## BEGIN Given data

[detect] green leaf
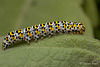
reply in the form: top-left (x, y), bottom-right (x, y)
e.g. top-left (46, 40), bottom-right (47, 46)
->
top-left (0, 34), bottom-right (100, 67)
top-left (0, 0), bottom-right (93, 37)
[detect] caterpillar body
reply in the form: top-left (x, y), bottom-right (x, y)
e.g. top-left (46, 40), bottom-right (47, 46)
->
top-left (2, 21), bottom-right (85, 50)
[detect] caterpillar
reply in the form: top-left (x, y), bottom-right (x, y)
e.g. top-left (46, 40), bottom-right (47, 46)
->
top-left (2, 21), bottom-right (85, 50)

## END Given data

*Task to carry out*:
Copy all of the data above word for word, leaving out the picture.

*Exercise output*:
[detect] green leaf
reply in the form: top-left (x, y), bottom-right (x, y)
e.g. top-left (46, 40), bottom-right (47, 46)
->
top-left (0, 34), bottom-right (100, 67)
top-left (0, 0), bottom-right (93, 37)
[detect] caterpillar body
reply in the form: top-left (x, y), bottom-right (x, y)
e.g. top-left (46, 40), bottom-right (47, 46)
->
top-left (2, 21), bottom-right (85, 50)
[detect] caterpillar
reply in the form: top-left (x, y), bottom-right (x, y)
e.g. top-left (46, 40), bottom-right (47, 46)
->
top-left (2, 21), bottom-right (85, 50)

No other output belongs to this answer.